◆ JOB
Copy out the rows below with "planogram checker" swapped for "shelf audit tool" everywhere it occurs, leaving everything else unchanged.

◆ RECORD LIST

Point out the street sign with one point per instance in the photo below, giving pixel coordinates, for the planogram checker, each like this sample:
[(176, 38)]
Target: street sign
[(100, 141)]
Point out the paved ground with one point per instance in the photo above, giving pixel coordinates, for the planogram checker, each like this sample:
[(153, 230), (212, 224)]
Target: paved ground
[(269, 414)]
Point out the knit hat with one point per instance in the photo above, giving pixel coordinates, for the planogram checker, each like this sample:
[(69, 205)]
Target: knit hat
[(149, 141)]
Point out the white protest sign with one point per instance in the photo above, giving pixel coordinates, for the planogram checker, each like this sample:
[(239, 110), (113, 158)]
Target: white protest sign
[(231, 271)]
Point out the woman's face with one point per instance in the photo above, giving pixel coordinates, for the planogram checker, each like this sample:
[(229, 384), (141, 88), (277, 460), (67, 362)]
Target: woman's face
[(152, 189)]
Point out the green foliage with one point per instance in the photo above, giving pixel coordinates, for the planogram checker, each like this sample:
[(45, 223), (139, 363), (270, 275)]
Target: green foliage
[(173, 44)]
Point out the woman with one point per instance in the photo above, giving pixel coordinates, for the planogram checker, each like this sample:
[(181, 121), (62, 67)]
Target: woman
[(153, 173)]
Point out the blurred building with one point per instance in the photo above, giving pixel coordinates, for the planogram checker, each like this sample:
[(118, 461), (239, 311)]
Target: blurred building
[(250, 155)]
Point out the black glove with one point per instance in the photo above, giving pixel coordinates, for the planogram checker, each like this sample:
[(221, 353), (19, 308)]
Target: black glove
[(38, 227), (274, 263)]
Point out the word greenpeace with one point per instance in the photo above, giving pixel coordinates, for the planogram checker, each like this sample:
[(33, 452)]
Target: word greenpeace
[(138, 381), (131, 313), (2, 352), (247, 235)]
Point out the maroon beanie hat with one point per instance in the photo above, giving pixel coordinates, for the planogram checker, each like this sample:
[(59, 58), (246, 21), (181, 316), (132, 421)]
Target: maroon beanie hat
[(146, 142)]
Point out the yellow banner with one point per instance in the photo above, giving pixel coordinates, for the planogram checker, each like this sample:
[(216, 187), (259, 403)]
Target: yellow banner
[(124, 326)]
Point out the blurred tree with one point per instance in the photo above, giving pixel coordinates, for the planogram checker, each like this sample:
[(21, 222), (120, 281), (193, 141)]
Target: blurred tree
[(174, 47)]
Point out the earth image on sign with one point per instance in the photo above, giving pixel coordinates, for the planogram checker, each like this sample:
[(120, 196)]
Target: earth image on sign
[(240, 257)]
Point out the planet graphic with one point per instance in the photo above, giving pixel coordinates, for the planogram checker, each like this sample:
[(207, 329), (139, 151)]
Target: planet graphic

◆ OUTPUT BELOW
Point out the street sign with one point per instance in the photo below, giving pixel coordinates, for the shelf audit tool, each like this sample:
[(176, 38)]
Target: street sign
[(100, 141)]
Point out the paved ground with one point per instance in the photo above, giving pixel coordinates, for the shelf audit tool, each like this sample:
[(153, 230), (212, 224)]
Target: paved ground
[(269, 414)]
Point out the knit hat with one point per instance in the photo above, giving pixel coordinates, for the shelf audit tool, each like this sample:
[(69, 205)]
Target: knit hat
[(149, 141)]
Point out the white protest sign with one point per instance in the photo above, giving pixel coordinates, for the shelf audit tool, each like this sample:
[(239, 110), (113, 158)]
Target: white protest sign
[(231, 271)]
Point out the woman's face with one point per instance in the photo above, giving pixel coordinates, for the shelf audit tool, each like this sample:
[(229, 384), (141, 88), (277, 460), (67, 362)]
Target: woman's face
[(152, 189)]
Point out the green foliage with one point per instance in the photo above, giving pixel coordinates, for the shelf audit tool, each like this sample:
[(45, 223), (139, 363), (270, 275)]
Target: green foliage
[(173, 44)]
Point out the woman with one point per instance in the photo above, giving pixel coordinates, for the shelf audit tool, each like this sample:
[(181, 121), (62, 67)]
Target: woman
[(153, 173)]
Point out the blurred building with one point per instance in the photo above, giving pixel coordinates, for the shelf audit tool, each like this sample:
[(118, 461), (239, 311)]
Target: blurred building
[(250, 155)]
Point out the black glove with one point per instance in the photo above, giving pixel coordinates, for the shelf audit tool, each like this sample:
[(221, 353), (19, 308)]
Target: black glove
[(38, 227), (274, 263)]
Point out the word greenpeace with one point per instance in the photo above, giving pixel coordinates, for the shelf audit tool, each like this sample:
[(33, 452)]
Target: word greenpeace
[(138, 381), (131, 313), (2, 352), (247, 235)]
Point out the maroon beanie hat with one point per instance in the photo above, giving pixel coordinates, for the shelf audit tool, each like this sample:
[(59, 58), (246, 21), (181, 316), (132, 421)]
Target: maroon beanie hat
[(146, 142)]
Point out the yellow banner with one point per instance in the photo above, giving pixel coordinates, for the shelf audit tool, each like this sample:
[(216, 187), (259, 403)]
Target: yellow banner
[(124, 326)]
Point out the blurred tree with one point per instance in the photo above, giving pixel coordinates, for the shelf audit tool, each like this sample:
[(21, 222), (120, 281), (193, 141)]
Target: blurred tree
[(174, 47)]
Point out the earth image on sign with one point per instance in the photo above, giving pixel coordinates, for the shelf audit tool, each like this sample:
[(120, 196)]
Target: earth image on sign
[(240, 257)]
Point out the planet graphic with one point per instance in the photo above, giving pixel coordinates, for the shelf audit tool, each like this sample:
[(207, 329), (139, 151)]
Target: planet graphic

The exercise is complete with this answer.